Brief 1 |
Decide whether each statement below agrees with the AAV thread. Answer yes or no for each and quote the deciding words from the thread.
(a) The person who opened the bulb found it held liquid rather than wax.
(b) Inside the bulb, a lock-nutted rod pushes up on the piston.
(c) The chucks and collets kept for the coming milling work are big enough to grip a K-Jet unit.

Text to read |
※ ※ ※
Started by chrismsullivan, 05 September 2011, 01:47 AM

koan

Just looked for cross-section of the AAV again, no luck but I have it somewhere. Very much like the K-jet one on benzworld here except it shows the bulb in cross-section as well.

Bulb has a plate with what looks like a blunt nail and o-ring in it, the nail head pushes up on the piston, not like the lock nutted rod in the benzworld picture.

The guy who opened his up said it contained liquid not wax as he had been told.

Waxes are long hydrocarbon molecules, liquid hydrocarbons like petrol are shorter and gases like methane are very short. What might happen is after thousands of heat/cool  cycles the long wax molecules breakup in to liquid sized molecules and that's what he found.

koan
Boogity, Boogity, Boogity, Amen!

scraf

Quote from: koan on 06 September 2011, 06:24 PM
I've tried to get K-Jet units apart, heaved and pulled on them with various tools but no success, maybe something that clamps round the top like a collet in a collet chuck would do the job. The chucks and collets I have for the forthcoming milling adventure are not big enough.

Just found this on YouTube ( apologies for bumping an old thread, but I'm researching the whole AAV thing )

http://www.youtube.com/watch?v=aZBGpX9hETc

Tony66_au

Right.................

I did this a while ago (Refurbed a D jet AAV) and theres a bit more to it that plonking it in boiling water....
※ ※ ※
Brief 2 | State how many lines in the rows contain the word "white". Give the number alone.

[Location annotation dataset excerpts]
※ ※ ※
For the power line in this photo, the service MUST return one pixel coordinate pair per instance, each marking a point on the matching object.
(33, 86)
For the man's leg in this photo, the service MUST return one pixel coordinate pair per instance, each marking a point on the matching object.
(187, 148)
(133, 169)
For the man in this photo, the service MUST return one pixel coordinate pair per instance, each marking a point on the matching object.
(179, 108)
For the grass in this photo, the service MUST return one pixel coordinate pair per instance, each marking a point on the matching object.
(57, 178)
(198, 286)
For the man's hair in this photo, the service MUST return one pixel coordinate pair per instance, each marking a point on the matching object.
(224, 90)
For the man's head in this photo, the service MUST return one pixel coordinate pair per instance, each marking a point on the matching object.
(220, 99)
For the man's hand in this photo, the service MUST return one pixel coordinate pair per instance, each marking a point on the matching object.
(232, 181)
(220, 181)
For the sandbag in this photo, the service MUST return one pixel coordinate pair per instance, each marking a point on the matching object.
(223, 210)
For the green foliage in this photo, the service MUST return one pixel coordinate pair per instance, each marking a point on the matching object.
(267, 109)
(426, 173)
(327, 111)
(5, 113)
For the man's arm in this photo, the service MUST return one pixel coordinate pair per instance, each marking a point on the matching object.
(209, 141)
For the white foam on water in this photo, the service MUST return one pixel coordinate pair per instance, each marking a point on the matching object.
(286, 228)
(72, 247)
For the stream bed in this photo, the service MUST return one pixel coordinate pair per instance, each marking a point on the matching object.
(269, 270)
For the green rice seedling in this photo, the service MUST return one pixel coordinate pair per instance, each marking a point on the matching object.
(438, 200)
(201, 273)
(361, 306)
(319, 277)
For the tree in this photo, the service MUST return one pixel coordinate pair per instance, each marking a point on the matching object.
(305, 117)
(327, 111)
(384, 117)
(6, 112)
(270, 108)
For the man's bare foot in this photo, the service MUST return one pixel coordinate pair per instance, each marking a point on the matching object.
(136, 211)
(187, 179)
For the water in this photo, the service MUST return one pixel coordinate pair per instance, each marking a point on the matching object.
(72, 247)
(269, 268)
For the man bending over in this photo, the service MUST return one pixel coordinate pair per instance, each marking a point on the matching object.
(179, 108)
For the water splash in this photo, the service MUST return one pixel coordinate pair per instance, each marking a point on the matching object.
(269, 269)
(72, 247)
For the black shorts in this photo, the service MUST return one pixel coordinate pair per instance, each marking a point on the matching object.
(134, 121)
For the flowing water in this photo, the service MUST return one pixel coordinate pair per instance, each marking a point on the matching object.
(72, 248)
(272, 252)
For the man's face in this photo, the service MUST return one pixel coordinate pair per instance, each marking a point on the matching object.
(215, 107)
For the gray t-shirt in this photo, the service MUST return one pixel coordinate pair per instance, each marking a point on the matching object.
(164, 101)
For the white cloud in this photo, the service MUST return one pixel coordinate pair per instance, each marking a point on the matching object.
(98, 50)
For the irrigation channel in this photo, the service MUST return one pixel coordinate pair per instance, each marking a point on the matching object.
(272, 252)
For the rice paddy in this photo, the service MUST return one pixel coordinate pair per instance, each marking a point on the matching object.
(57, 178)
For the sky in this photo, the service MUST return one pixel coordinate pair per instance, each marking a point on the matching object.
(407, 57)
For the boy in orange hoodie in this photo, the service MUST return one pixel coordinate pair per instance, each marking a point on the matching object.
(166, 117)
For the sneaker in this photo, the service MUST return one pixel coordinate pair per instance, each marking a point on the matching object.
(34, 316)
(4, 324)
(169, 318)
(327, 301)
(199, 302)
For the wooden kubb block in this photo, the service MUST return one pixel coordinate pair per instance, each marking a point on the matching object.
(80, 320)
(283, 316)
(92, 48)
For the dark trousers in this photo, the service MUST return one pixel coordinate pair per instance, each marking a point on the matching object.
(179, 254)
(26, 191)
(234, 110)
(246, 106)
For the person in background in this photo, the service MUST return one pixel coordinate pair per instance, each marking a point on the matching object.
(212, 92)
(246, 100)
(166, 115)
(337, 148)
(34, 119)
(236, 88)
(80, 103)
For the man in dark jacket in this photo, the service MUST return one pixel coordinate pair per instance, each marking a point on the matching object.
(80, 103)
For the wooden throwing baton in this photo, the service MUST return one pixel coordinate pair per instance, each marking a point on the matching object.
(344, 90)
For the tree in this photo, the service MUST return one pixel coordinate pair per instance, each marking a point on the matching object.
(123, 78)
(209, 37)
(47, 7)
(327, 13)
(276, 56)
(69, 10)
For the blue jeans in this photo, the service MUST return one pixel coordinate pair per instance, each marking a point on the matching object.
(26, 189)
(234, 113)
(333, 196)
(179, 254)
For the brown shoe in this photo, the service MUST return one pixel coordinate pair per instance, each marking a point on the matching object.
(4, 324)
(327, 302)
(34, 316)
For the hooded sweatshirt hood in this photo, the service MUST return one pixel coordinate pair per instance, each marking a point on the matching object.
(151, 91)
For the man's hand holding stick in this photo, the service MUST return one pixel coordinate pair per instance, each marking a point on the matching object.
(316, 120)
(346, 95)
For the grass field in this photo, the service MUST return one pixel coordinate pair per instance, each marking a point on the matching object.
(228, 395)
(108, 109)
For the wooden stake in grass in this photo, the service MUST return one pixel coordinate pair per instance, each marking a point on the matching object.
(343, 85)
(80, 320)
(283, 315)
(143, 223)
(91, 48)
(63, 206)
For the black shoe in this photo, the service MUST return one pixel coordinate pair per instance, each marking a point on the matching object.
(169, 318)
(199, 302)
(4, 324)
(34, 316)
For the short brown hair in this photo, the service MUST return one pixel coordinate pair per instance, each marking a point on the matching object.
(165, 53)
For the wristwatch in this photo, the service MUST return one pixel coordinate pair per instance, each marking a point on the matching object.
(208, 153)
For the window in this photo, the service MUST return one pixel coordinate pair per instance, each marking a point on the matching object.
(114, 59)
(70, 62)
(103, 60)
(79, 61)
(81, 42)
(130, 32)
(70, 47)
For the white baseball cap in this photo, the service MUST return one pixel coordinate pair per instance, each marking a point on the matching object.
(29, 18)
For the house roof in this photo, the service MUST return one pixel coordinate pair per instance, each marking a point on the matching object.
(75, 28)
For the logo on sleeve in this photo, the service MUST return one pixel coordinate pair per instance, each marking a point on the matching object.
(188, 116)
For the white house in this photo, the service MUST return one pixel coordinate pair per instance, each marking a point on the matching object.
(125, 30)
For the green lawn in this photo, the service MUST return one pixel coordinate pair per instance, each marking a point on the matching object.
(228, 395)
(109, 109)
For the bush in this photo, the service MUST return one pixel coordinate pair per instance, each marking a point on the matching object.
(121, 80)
※ ※ ※
Reply 1 |
(a) Yes: "The guy who opened his up said it contained liquid not wax as he had been told."
(b) No: "the nail head pushes up on the piston, not like the lock nutted rod in the benzworld picture."
(c) No: "The chucks and collets I have for the forthcoming milling adventure are not big enough."

Reply 2 | 4